:: Supplied data

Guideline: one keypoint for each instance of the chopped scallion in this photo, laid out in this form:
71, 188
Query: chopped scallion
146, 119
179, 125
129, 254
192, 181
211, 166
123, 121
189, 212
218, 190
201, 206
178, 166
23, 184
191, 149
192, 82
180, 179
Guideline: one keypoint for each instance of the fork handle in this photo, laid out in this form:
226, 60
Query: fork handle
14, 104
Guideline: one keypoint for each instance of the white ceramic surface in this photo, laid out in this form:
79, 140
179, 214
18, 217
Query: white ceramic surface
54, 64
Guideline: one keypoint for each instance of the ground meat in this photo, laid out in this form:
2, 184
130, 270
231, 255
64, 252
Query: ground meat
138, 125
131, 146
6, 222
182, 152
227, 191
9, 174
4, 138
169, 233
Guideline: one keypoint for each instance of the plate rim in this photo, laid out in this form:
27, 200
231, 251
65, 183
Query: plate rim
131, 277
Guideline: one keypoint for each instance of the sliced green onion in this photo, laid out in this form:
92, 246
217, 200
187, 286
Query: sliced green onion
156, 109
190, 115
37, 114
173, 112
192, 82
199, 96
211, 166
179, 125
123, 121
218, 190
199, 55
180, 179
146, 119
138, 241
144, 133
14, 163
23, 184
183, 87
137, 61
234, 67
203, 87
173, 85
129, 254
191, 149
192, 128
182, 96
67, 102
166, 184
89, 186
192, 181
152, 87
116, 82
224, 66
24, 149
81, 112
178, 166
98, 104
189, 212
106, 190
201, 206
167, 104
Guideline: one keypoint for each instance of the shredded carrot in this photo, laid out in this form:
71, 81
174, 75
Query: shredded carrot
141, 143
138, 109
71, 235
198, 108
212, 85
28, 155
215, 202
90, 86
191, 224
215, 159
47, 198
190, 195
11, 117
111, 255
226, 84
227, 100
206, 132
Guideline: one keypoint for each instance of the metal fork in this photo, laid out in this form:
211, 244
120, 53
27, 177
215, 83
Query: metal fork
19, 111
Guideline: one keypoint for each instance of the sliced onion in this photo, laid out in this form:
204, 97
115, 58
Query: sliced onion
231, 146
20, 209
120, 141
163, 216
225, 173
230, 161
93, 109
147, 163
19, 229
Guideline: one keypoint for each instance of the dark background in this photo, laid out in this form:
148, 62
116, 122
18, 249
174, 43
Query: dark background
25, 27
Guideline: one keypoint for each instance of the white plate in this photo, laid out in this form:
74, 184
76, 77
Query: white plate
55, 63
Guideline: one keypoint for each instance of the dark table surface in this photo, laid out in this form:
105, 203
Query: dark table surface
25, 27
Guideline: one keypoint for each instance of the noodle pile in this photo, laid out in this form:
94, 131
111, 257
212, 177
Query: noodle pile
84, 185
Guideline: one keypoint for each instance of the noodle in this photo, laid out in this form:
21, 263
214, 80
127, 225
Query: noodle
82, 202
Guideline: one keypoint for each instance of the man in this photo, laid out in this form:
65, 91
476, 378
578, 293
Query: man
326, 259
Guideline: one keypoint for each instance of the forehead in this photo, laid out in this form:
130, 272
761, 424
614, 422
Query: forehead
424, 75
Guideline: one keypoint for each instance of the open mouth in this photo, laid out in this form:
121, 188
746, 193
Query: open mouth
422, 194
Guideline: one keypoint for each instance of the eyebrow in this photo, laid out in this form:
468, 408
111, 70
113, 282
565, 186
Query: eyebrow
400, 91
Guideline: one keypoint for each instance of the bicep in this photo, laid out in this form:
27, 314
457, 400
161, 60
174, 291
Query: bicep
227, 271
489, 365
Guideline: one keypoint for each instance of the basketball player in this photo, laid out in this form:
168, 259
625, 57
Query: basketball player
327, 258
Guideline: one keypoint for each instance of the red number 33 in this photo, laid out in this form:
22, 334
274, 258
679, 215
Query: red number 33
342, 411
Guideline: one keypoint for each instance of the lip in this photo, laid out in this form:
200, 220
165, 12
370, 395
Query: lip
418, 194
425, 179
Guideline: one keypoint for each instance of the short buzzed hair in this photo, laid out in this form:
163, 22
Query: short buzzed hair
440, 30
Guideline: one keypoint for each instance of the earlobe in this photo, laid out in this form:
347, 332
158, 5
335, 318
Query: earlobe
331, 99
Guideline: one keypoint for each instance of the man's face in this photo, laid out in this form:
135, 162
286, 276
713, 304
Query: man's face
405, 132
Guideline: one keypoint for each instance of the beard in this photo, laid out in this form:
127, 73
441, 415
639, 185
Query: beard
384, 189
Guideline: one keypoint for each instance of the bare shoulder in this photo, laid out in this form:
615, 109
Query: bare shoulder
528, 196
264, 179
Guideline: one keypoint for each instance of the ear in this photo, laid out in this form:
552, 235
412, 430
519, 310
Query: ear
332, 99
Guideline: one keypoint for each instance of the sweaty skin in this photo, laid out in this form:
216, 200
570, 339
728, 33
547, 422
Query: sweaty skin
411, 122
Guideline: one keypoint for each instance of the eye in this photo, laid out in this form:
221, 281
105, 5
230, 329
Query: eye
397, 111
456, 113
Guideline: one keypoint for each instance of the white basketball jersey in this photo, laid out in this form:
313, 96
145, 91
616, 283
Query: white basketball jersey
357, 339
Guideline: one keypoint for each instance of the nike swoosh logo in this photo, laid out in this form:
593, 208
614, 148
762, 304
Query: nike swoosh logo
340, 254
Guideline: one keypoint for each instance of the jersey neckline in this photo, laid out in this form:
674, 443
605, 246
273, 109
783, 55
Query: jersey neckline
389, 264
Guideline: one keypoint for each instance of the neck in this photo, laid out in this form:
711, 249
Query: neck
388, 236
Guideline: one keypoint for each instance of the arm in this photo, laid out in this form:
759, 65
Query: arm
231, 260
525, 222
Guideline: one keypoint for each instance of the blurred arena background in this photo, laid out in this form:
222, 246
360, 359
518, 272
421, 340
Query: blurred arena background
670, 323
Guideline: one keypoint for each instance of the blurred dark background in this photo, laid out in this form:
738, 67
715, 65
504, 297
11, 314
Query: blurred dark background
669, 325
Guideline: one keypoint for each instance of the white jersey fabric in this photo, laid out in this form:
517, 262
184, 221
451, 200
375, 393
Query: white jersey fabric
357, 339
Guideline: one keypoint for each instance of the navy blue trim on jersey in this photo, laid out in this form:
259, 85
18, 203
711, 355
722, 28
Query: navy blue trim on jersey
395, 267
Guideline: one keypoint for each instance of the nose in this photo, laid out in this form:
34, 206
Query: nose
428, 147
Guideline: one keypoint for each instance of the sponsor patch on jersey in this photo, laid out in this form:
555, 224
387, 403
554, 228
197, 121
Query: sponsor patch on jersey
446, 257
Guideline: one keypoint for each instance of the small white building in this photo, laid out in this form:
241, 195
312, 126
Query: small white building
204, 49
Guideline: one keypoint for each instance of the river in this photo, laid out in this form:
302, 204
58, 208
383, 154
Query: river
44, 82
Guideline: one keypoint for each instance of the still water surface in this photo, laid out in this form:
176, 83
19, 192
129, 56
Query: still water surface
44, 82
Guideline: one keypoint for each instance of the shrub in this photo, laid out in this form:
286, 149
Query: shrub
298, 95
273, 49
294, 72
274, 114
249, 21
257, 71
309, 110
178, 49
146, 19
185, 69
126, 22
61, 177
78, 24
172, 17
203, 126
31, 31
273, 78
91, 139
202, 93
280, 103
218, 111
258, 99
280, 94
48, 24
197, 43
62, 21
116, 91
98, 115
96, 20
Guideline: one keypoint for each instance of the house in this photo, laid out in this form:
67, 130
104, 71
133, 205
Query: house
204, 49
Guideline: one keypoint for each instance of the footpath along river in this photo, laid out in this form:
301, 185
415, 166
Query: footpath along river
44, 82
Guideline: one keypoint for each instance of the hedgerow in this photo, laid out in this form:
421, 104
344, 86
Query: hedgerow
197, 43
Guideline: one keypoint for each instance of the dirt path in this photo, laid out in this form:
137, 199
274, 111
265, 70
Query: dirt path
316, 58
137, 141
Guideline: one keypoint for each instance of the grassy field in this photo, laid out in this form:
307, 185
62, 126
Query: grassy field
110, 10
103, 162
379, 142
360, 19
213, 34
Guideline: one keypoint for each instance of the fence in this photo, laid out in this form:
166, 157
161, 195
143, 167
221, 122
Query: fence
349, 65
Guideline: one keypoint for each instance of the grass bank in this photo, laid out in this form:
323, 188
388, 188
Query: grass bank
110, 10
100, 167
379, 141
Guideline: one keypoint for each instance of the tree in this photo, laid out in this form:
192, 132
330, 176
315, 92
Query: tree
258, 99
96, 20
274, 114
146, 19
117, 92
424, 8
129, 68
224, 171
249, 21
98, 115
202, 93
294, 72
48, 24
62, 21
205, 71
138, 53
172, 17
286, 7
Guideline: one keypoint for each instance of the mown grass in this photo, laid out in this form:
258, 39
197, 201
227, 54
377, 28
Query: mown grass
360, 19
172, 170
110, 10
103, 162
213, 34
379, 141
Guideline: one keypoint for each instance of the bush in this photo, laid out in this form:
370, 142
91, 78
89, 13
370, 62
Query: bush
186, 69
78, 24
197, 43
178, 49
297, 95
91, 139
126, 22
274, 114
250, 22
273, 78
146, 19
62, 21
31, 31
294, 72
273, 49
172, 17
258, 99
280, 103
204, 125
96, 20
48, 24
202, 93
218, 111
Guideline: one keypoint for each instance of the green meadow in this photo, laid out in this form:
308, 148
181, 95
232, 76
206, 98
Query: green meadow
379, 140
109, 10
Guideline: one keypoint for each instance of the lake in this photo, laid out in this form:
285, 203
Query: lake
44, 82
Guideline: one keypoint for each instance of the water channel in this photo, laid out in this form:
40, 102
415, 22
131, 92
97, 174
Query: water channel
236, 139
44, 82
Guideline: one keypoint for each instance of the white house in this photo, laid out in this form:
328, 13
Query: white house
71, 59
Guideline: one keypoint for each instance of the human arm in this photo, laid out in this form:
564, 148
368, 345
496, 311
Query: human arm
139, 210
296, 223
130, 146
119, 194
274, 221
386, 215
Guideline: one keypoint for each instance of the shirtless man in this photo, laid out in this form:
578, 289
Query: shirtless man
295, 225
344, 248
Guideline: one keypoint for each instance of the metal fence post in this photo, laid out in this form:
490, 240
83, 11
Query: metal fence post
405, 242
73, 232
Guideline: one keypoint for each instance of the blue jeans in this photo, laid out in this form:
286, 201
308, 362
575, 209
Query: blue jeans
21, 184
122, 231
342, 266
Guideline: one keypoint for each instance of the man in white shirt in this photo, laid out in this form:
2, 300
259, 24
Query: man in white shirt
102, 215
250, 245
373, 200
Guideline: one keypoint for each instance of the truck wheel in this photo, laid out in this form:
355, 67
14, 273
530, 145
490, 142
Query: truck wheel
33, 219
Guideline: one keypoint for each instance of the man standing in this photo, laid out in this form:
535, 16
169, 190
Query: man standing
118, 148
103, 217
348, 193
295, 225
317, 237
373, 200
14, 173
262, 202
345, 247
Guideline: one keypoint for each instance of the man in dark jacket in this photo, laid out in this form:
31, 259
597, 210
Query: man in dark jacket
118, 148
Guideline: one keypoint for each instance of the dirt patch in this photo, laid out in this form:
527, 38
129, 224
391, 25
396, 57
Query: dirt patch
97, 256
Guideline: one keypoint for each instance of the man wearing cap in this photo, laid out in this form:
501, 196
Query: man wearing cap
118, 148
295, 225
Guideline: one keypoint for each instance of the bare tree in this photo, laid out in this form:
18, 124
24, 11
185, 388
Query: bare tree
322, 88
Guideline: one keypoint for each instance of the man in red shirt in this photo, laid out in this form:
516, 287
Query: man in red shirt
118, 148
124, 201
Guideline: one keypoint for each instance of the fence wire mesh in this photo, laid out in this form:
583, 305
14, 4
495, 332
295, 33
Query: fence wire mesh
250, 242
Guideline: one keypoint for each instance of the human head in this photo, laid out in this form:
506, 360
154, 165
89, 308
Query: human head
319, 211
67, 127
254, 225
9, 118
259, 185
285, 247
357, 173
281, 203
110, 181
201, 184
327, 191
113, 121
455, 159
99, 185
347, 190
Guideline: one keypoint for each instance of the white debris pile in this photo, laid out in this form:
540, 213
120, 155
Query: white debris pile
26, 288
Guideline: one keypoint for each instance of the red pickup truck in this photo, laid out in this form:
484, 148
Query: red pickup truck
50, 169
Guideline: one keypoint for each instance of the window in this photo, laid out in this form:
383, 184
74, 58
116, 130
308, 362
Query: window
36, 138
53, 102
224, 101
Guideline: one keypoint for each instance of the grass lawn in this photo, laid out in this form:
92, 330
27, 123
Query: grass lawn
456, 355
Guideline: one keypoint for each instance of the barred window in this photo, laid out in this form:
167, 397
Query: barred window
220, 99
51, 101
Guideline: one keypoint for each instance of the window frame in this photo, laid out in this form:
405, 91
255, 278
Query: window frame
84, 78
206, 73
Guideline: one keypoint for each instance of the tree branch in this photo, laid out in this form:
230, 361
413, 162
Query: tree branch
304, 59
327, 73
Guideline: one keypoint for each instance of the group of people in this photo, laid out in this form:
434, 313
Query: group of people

::::

Problem details: Find the string "people" in the listing and copy every line in which it occurs.

Solved exercise:
Guideline: one keypoint for each instance of the group of people in this photo, laid out in this form:
Query: group of people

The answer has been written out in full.